> EXCERPTED PASSAGE:
**********

The most powerful language for mathematics according to M. Gromov
Dr. Cyrus F Nourani
akdmkrd at mail.com
Thu Mar 5 05:54:02 EST 2020
Louise, in our volumes that Patrik Eklund stradels on further foudnations with categories and sets
are examined on term functors, ultrafiter categories, and topos.
Language is not the same when speaking about objects that are sets or categories, functors, functor categries,
or what have we. We can only rely on basic notations: signatures, ordinals, or perhaps cardinals that on topos
are not so measurable since we do not know what the under lying ordinals sets might be,
containments, or more generic notions.
Product models and Ultrafilter categories: A PreviewCyrus F Nourani and Patrik Eklund, AAA
March 2018, Vienaa, Austria.
Cyrus F Nourani and Patrik Eklund (2017), Term Functors and Product Models: A Brief,
Joint MM AMS-MAM, Atlanta, Georgia meeting, abstract 1125-VJ-2308.
CYRUS F NOURANI, Filters, language topologies, and product models.
European Summer Logic Colloquium, Udine, Italy, July 2018.
Cyrus Nourani and Patrik Eklund: Sweden entitled Term Functors, Filter Computability, and
Realizability Morphisms, Lambert Publishers. Düsseldorf-Karlsruhe.
There are also two volumes on Functorial Models Theory an Enumeration models on categories that I published 2015 t0 2017 on Apple Academic Press, CRC Press Taylor and Francis that are on the topics.
cyrusfn at alum.mit.edu
Sent: Wednesday, February 05, 2020 at 8:08 AM
From: "Louis H Kauffman" <kauffman at uic.edu>
To: katzmik at macs.biu.ac.il
Cc: "José Manuel Rodríguez Caballero" <josephcmac at gmail.com>, "Foundations of Mathematics" <fom at cs.nyu.edu>
Subject: Re: The most powerful language for mathematics according to M. Gromov
Here is an excerpt from MacLane’s book “Mathematics Form and Function”.
As you will see, he is not satisfied with Sets as a foundation, nor with Categories as a foundation.
Sets and categories together form the foundational tools of many working mathematicians.
We would not know how to think about topological quantum field theory without categories, and
much of algebraic topology would be unintelligible. For topological quantum field theory it is crucial to understand that a topological space
can become a morphism in a category of cobordisms. These morphisms are structural, not maps of the underlying sets. And yet the underlying sets are there
as topological spaces as well. A mixture of this sort is the common material of ongoing mathematical work.
On Feb 4, 2020, at 10:34 AM, katzmik at macs.biu.ac.il[mailto:katzmik at macs.biu.ac.il] wrote:
Thanks for this thought-provoking posting, Jose.

**********

> RECORDS SUPPLIED:
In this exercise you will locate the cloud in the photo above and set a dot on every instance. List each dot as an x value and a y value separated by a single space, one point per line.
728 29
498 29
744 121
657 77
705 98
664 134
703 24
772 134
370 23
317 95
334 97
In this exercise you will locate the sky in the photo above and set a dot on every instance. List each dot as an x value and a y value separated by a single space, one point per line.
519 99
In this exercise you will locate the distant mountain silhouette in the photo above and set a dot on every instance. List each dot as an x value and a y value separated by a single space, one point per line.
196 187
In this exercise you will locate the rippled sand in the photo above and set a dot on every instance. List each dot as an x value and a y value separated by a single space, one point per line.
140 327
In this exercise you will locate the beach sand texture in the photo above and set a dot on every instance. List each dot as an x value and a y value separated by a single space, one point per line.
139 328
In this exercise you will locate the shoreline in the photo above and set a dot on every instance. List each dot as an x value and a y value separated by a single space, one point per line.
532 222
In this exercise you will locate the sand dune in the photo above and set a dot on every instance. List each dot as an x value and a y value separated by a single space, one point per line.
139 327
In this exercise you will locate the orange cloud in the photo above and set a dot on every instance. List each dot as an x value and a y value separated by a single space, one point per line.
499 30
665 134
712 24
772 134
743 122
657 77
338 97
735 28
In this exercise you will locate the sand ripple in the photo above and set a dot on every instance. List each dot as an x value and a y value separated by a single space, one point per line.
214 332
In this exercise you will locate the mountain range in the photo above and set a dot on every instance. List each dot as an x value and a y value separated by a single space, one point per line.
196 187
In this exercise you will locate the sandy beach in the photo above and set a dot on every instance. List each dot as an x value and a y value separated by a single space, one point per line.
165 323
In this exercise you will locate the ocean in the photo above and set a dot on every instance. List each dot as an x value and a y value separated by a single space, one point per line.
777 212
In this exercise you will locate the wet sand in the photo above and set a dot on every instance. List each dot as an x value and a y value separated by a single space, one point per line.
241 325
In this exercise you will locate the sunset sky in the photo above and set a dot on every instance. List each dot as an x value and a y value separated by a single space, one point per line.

**********

> TASK INSTRUCTIONS: Carry on the mailing-list thread about the most powerful language for mathematics, starting right after its final sentence.

> FINAL ANSWER:
Type theory was of course the preferred "language" that Abraham Robinson chose
to express his framework for analysis with infinitesimals. Moreover, Robinson
specifically and explicitly stated that he does not accept set theory as
having any special foundational claim (I have quoted him on this in some of my
One of the FoM participants asked me privately to provide some details
concerning the work of Corry and others on Bourbaki failure to adopt a
category-theoretic approach, and I thought perhaps other participants may be
interested as well. Here are some of the references:
2. Krömer, Ralf. Tool and object. A history and philosophy of category
theory. Science Networks. Historical Studies, 32. Birkhäuser Verlag,
3. Krömer, Ralf. La "machine de Grothendieck'' se fonde-t-elle seulement
sur des vocables métamathématiques? Bourbaki et les catégories au
cours des années cinquante. [Is the "Grothendieck machine'' based only on
metamathematical vocabulary? Bourbaki and categories during the 1950s] Rev.
Histoire Math. 12 (2006), no. 1, 119-162 (2007).
I my original posting, I meant to mention (but forgot) that there are of
course bi-interpretability results relating set theory and category theory,
but they don't affect the practical issue concerning which foundations are
found to be more convenient by the actual practitioners in the field.
I am glad that the famed topologist Louis Kauffman joined the discussion. It
was one of the hoped-for outcomes of my posting that experts in specific
fields might comment on this issue. If I understood Louis' comment correctly,
he seemed to conclude that both set theory and category theory are
indispensable. I wonder though whether the kind of set theory he has in mind
is actually the metalanguage (rather than object language). If MacLane ever
made comments about set theory being indispensable, I would assume that he was
referring to metalanguage as well. At any rate I would be interested in
substantiation of the claim that MacLane made such indispensability "perfectly
clear", and where.
On Mon, February 3, 2020 03:13, José Manuel Rodríguez Caballero wrote:Dear FOM members,
I would like to share the following quotations from M. Gromov concerning
the most powerful language for mathematics according to him. In his paper
on entropy, M. Gromov wrote (page 2 of ) :
Arguably, the category language, some call it abstract, reflects mentalundercurrents that surface as our intuitive reasoning; a comprehensive
mathematical description of this reasoning, will be, probably, even further
removed from the real world than categories and functors.
In his second lecture about his paper , M. Gromov (min 21 of )
continues his defense of the language of categories:
If you cannot say something in categorical language, possibly go to thehigher level, but more likely you are just stupid enough that you do not
know how to say it. And people hate categories, because they do not know
how to say [...] Categories is the most primitive language available to us
and therefore the most powerful.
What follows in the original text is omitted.